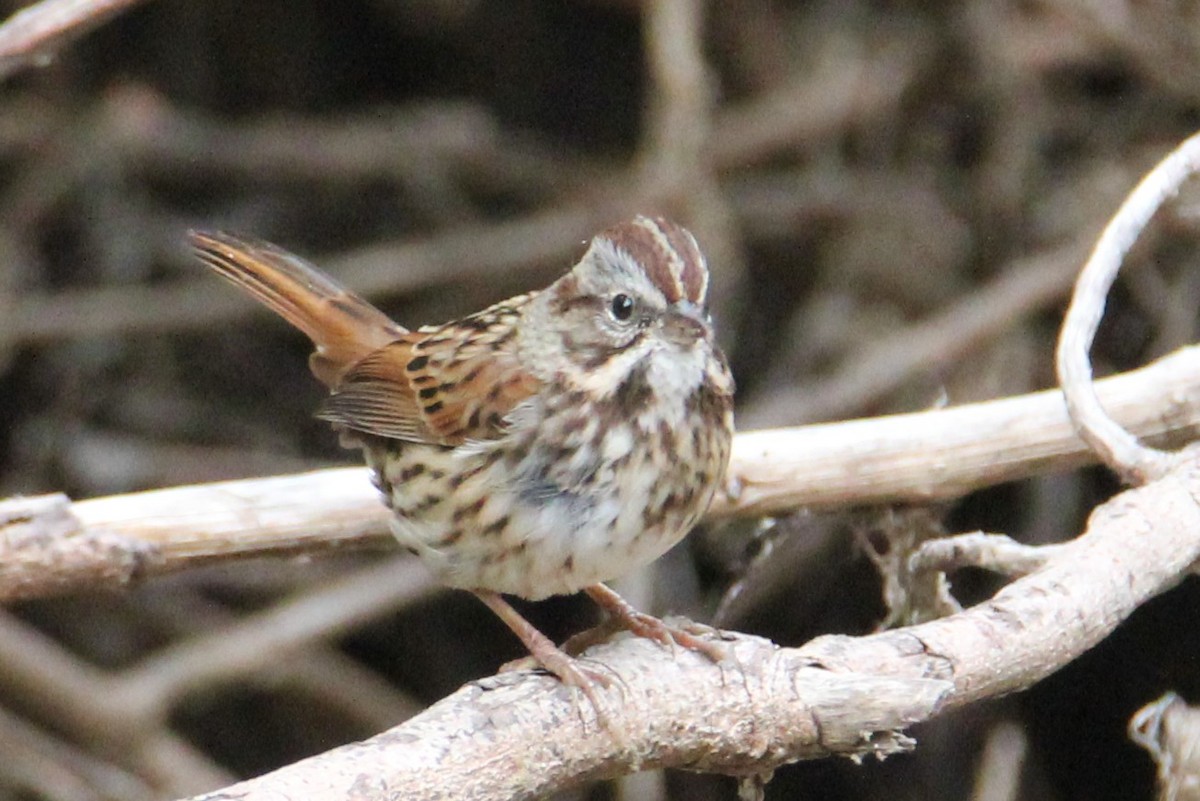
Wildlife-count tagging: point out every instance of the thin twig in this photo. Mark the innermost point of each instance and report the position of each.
(33, 35)
(1116, 447)
(769, 706)
(49, 544)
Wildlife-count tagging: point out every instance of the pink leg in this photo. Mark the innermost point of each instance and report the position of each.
(546, 654)
(651, 627)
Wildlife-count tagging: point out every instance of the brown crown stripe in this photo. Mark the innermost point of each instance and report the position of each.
(669, 254)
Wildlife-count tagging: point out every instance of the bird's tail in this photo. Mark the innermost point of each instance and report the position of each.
(343, 327)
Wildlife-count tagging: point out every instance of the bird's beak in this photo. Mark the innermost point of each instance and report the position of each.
(685, 324)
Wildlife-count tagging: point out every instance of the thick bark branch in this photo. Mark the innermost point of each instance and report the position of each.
(766, 706)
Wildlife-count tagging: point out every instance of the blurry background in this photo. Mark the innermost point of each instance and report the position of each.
(894, 198)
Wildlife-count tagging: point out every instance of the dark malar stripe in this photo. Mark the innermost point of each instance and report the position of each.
(634, 395)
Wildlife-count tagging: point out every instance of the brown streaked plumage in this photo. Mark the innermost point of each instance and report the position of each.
(541, 446)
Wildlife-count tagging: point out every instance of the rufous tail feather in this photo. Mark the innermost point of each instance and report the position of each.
(343, 327)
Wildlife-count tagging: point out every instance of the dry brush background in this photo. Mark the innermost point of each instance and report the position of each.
(894, 196)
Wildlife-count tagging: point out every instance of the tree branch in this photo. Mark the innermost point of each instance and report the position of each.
(766, 706)
(49, 544)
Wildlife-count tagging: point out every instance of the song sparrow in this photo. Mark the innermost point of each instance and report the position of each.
(541, 446)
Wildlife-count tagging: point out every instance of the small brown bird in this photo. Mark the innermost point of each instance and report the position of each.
(543, 445)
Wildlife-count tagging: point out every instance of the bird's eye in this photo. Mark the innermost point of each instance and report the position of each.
(622, 307)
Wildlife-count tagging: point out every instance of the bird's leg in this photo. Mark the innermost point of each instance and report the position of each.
(651, 627)
(547, 655)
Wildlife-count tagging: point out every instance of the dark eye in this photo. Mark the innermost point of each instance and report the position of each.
(622, 307)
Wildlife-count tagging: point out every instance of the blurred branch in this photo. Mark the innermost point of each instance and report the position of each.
(763, 706)
(49, 544)
(549, 235)
(33, 35)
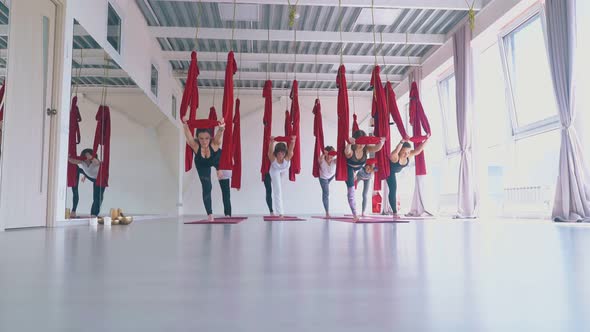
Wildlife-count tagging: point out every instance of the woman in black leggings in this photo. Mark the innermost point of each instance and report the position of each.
(207, 155)
(88, 168)
(400, 158)
(356, 157)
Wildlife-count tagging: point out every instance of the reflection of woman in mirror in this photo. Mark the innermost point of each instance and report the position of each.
(88, 167)
(207, 155)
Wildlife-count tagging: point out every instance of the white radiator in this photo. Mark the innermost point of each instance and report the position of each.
(527, 202)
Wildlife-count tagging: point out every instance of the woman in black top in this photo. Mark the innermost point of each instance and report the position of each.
(207, 155)
(356, 157)
(400, 158)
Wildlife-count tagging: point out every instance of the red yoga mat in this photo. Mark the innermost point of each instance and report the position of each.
(285, 218)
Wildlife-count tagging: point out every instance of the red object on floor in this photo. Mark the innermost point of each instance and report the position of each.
(343, 124)
(384, 220)
(318, 132)
(284, 139)
(377, 200)
(225, 163)
(102, 136)
(381, 118)
(418, 121)
(236, 179)
(226, 220)
(267, 123)
(73, 140)
(295, 131)
(355, 124)
(190, 97)
(285, 218)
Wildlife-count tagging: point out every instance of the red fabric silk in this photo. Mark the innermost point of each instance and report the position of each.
(267, 123)
(295, 131)
(343, 124)
(73, 141)
(225, 162)
(102, 136)
(236, 180)
(355, 124)
(287, 124)
(381, 119)
(318, 132)
(418, 121)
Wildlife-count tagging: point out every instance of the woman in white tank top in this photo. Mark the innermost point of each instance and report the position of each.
(280, 160)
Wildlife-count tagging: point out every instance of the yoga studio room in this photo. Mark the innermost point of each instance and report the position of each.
(295, 165)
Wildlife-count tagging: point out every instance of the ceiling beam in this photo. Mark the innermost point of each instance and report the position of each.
(99, 72)
(301, 58)
(302, 36)
(277, 76)
(412, 4)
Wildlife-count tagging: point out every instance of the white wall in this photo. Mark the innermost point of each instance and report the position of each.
(142, 177)
(300, 197)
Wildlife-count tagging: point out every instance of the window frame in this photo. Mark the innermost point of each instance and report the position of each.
(449, 150)
(537, 127)
(154, 67)
(118, 11)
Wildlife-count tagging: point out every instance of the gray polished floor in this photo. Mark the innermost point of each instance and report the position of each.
(486, 275)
###
Aim of the task: Go through all the entries above, swap "innermost point" for "center point" wherever it appears, and write them out again with nothing else changed. Leave the pictures out.

Solution to the exercise:
Wildlife-count tagging: point out every instance of the thin twig in this photo. Mark the center point of each instance and report the position of each.
(33, 35)
(1116, 447)
(769, 706)
(49, 544)
Wildlife-count tagging: point out every instance of the pink leg in this photo. Mark the center point of each instance and report the position of each.
(546, 654)
(651, 627)
Wildlife-count tagging: point out every instance of the brown crown stripe in this photo. Mark the center point of each instance and report the position of each.
(669, 254)
Wildlife-count tagging: point out every instance of the bird's tail in this photo. Mark the center point of each instance and report the position of each.
(343, 327)
Wildlife-count tagging: point out every instance of the bird's beak in this photo. Mark the center point of each instance and report the position of each.
(685, 324)
Wildlife-count tagging: point out every instance of the thick bark branch in this photo. Mark the center point of each instance and report the position of each.
(766, 706)
Wildlife-count tagging: point out every instance of the blurry background in this photo. Mark the center point of each instance and report the position of each.
(894, 198)
Wildlife-count tagging: point out every instance of the dark malar stripe in this photo. Mark the center point of each instance and report the position of each.
(634, 395)
Wildlife-count tagging: point out every instance of the brown streaked plumage in this photo. Mark the center point of each instance and report the position of each.
(541, 446)
Wildlife-count tagging: point out every instance of the rufous tail feather in this photo. Mark the center point of each instance and report the position of each.
(343, 327)
Wildlife-count tagging: point out every instance of the dry brush background in this photo. Mark the center point of each instance and report the position of each.
(894, 196)
Wildlife-count tagging: point out every instance of the tree branch in this photo. Mark the center point of each instance and report the position of each.
(766, 706)
(49, 544)
Wildlife-count tagging: point out every instance of the song sparrow in this photo. Mark the center point of each instance and report the position of each.
(541, 446)
Wildlife-count tagging: point out every instance of the small brown bird in this photo. Mark the center point of each instance and report the position of each.
(543, 445)
Wildlife-count tagging: point out every instance of the bird's eye in this photo. Mark the center point of each instance and report the position of each.
(622, 307)
Wildlife-count tagging: point out every instance of the bird's leg in this photo. Mark the center point of each instance and report the position of each.
(651, 627)
(547, 655)
Wildlife-count tagging: point out every instance of the dark eye in this photo. Mark the center point of each instance and report the position of each.
(622, 307)
Wildlife-count tagging: point out every instance of the blurred branch in this photo. Mark the center point of each instance and report the position of each.
(763, 706)
(49, 544)
(549, 235)
(33, 35)
Wildlife-count tagging: point out every instance of the woman in black leggings in this photo. Mark the center point of each instance and report the position of each.
(207, 155)
(88, 168)
(400, 158)
(356, 157)
Wildlife-count tagging: point out every instance of the reflection of woman in mirror in this photo. Mark the center point of each instance and report the position of each.
(88, 167)
(207, 155)
Wildlife-count tagging: point out every instance of the white radiator in this photo. Mark the center point of each instance and report the position of each.
(527, 202)
Wildlife-count tagging: point out every instance of the woman in black top in this photo. Mark the center point of each instance and report the position of each.
(207, 155)
(356, 157)
(400, 158)
Wildlife-count tagging: point out every instance of the red yoga mat in this photo. Mark the center point of each instance and report the position of each.
(285, 218)
Wildlife-count tagging: point out every instance of the red object on floor in this photo. Mark the center point of each instance and report the position of each.
(343, 124)
(384, 220)
(318, 132)
(284, 139)
(377, 200)
(225, 163)
(102, 136)
(381, 118)
(418, 121)
(236, 179)
(226, 220)
(267, 123)
(73, 140)
(295, 131)
(355, 124)
(190, 97)
(285, 218)
Wildlife-count tagging: point out every instance of the red fabric silk in this photo. Mark the center point of each instance and report the position of each.
(267, 123)
(295, 131)
(343, 124)
(73, 141)
(225, 162)
(102, 136)
(236, 180)
(355, 124)
(287, 124)
(381, 119)
(318, 132)
(418, 121)
Wildlife-count tagging: point out every instance of the woman in white tank top in this photo. Mark the center point of each instance and report the position of each.
(280, 160)
Wildlife-count tagging: point out every instance of the yoga studio room in this photo. Mark the center point of each instance and report the position of each.
(295, 165)
Wildlife-count tagging: point out every instance of the ceiling beam in this photo. Mark the center point of each instance and report the position of each.
(99, 72)
(301, 58)
(302, 36)
(277, 76)
(412, 4)
Wildlife-count tagging: point out every instance of the white wall in this photo. Mark the center point of each instance and report the position of each.
(142, 177)
(300, 197)
Wildlife-count tagging: point out every instance of the window frame in this photo. Mark the center point of each instance and report the position of each.
(449, 150)
(537, 127)
(154, 67)
(118, 11)
Wildlife-count tagging: point out every instance of the gray polished floor in this photo. Mark the center point of each instance and report the position of each.
(486, 275)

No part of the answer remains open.